AIM → According to the extract below on raised beds, how far above the existing grade is the soil raised in a raised bed?

EXTRACT →
Some soils and sites are so challenging for perennial gardening that your best option is to elevate the bed above ground level. When you’re faced with a shallow soil over bedrock, put aside your crate of Acme dynamite and compromise by raising the bed.

A raised bed is any planting area in which soil is “raised” above the existing grade a few inches or more. Such beds may have sides of sloping soil, or they may be contained in planter boxes made of wooden frames or low stone walls. Raising a flower bed enables you to deal with salt-affected soils without the time-consuming and often unsuccessful battle of getting the salts out of the soil. In addition, good drainage is absolutely assured in a raised bed, even over hardpan (click here for more) or wet, soggy sites.

Controlling soil quality is simplified in a raised bed. You can choose exactly the right soil for the flowers you plan to grow. Use a good soil mix and fill the planter to within a few inches of the top to keep the soil from washing out. Fewer weed seeds find their way to an elevated surface, and those that do are conveniently within reach.

Raised beds offer many advantages beyond coping with bad soils:

  • Providing access for people with disabilities: You can build raised beds to accommodate the needs of the wheelchair-bound or otherwise disabled gardener. The ability to reach the soil surface without having to bend or stoop is also a real help for anyone with back trouble. For even greater comfort, build benches right into the wall surrounding the raised bed, so that you can garden from a seated position. Built-in benches also provide convenient extra seating for guests.

Dataset rows showing where objects appear:
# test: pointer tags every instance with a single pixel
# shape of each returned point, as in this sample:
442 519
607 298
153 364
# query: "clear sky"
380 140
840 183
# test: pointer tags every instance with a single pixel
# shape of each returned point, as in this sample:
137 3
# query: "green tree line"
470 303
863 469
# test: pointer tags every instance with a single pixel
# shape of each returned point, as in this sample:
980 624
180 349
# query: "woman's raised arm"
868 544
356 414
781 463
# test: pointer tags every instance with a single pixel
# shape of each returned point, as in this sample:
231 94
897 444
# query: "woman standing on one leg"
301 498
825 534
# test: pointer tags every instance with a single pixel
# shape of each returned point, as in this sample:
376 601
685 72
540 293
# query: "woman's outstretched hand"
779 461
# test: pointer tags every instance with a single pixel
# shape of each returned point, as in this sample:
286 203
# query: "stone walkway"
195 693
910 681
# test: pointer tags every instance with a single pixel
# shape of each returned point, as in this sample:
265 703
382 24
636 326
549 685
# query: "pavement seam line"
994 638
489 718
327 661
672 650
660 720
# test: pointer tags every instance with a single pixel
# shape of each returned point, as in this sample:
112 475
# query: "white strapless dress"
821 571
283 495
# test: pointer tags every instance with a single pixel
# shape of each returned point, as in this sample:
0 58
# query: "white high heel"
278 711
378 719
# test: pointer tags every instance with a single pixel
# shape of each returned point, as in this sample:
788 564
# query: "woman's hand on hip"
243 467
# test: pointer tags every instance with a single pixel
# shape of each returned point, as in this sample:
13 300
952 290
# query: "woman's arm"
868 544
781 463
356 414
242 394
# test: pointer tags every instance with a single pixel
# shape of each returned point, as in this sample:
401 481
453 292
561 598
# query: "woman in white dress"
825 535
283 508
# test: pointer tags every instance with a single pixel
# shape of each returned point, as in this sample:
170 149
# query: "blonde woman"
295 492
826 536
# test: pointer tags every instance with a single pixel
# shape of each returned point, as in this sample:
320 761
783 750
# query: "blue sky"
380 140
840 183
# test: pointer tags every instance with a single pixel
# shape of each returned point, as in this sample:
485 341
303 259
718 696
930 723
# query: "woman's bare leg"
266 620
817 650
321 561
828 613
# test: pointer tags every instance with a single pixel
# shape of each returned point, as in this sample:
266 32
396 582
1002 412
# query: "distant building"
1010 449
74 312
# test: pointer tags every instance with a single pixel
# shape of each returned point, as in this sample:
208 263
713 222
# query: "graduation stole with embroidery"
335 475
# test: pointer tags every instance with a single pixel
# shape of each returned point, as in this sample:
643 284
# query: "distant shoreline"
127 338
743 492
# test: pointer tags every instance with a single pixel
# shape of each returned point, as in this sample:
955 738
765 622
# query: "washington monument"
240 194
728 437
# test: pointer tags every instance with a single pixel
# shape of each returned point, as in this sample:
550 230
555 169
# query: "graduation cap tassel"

RESULT → A few inches or more.